- BRANO DA LEGGERE:
------------------------------------------------

ENTEROCOLITE NECROTIZZANTE (NEC)

Si tratta di una grave, e per fortuna, rara malattia del neonato caratterizzata da una necrosi (disfacimento) più o meno estesa di alcuni tratti dell’intestino, con rischio di morte per peritoniti: infezione di tutta la cavità addominale, ed in particolare del sacco, peritoneo, che avvolge le anse intestinali e sepsi (infezione generalizzata).

Fra le cause più frequenti si annoverano le difficoltà respiratorie neonatali (asfissia ed ipossia, ossia gradi diversi di mancanza di ossigenazione attraverso i polmoni).

Questa patologia si verifica più spesso nei bambini che nascono prematuramente. In queste condizioni di ridotta ossigenazione l’intestino può venire fortemente penalizzato: essendo un tessuto meno nobile, almeno a confronto con quello più nobile di tutti, cioè il cervello, subisce l’effetto negativi dei meccanismi di protezione.

Infatti, in condizioni di mancanza di adeguato apporto di ossigeno, i meccanismi regolatori del neonato tendono a mantenere costante la quota di ossigeno destinata al cervello, riducendo il flusso destinato alla periferia, fra cui l’intestino.

La malattia è quindi prevalentemente di origine respiratoria e circolatoria.

Su questi meccanismi spesso si inserisce la presenza di germi, ossia di infezioni da batteri o virus, che peggiorano lo stato di patologia, facendo precipitare gli eventi e riducendo le possibilità di recupero autonomo.

Questi rischi infettivi possono essere amplificati in ambienti ospedalieri (le cosiddette infezioni nosocomiali) nei quali alcuni germi possono gradualmente diventare resistenti, ossia meno vulnerabili all’effetto dei comuni disinfettanti ed antibiotici.

Gran parte dei rimedi si basa soprattutto sulla prevenzione e sull’igiene ambientale. Sia l’una che l’altra richiede ambienti puliti (e facilmente pulibili e disinfettabili), l’adozione di norme igieniche assolute (camici puliti, calzari protetti etc.), un numero definito di persone autorizzate e consapevoli, la possibilità di screenare, ossia fare tamponi colturali, mamme e neonati, e controlli periodici dell’eventuale inquinamento ambientale nelle sale da parto, travaglio e nidi).

------------------------------------------------

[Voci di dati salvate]
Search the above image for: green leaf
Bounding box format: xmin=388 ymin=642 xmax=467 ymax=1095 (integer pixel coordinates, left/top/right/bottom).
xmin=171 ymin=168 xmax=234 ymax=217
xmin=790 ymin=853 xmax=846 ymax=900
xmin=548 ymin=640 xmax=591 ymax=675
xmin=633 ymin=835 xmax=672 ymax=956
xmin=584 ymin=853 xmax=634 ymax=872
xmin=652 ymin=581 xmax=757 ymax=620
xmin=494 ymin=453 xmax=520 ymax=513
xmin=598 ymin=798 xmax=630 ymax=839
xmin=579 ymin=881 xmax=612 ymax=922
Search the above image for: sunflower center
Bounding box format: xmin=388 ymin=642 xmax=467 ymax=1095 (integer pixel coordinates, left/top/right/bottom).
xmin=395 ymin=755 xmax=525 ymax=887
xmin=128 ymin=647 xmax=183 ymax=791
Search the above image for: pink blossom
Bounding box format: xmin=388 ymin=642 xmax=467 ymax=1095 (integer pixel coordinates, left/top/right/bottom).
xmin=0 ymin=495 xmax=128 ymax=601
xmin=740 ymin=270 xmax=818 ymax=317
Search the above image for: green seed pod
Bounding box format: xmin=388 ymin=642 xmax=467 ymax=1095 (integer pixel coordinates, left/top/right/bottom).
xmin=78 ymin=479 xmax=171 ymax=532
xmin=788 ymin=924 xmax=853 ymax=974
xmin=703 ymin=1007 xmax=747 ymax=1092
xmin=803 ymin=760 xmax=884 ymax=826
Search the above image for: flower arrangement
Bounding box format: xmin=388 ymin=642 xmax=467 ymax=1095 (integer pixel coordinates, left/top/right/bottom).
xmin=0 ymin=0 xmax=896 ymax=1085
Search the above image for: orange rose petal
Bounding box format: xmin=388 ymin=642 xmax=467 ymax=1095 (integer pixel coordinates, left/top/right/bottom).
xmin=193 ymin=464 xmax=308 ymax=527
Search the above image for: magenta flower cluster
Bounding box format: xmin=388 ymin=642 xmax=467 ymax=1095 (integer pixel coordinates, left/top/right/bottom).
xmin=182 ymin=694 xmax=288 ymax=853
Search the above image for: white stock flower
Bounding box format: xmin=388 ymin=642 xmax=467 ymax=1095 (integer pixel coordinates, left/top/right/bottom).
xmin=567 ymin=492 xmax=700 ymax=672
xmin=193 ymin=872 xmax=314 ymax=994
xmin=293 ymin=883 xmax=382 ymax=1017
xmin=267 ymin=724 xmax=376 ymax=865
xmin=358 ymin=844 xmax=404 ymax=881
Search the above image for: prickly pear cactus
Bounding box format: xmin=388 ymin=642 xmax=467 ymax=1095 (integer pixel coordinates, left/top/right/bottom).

------------------------------------------------

Puoi modificare il testo sull'enterocolite necrotizzante, riportando tutto il passo da "Su questi meccanismi" giù fino a "disinfettanti ed antibiotici." con "germi" sostituito da "microrganismi"?

- SOLUZIONE:
Su questi meccanismi spesso si inserisce la presenza di microrganismi, ossia di infezioni da batteri o virus, che peggiorano lo stato di patologia, facendo precipitare gli eventi e riducendo le possibilità di recupero autonomo.

Questi rischi infettivi possono essere amplificati in ambienti ospedalieri (le cosiddette infezioni nosocomiali) nei quali alcuni microrganismi possono gradualmente diventare resistenti, ossia meno vulnerabili all’effetto dei comuni disinfettanti ed antibiotici.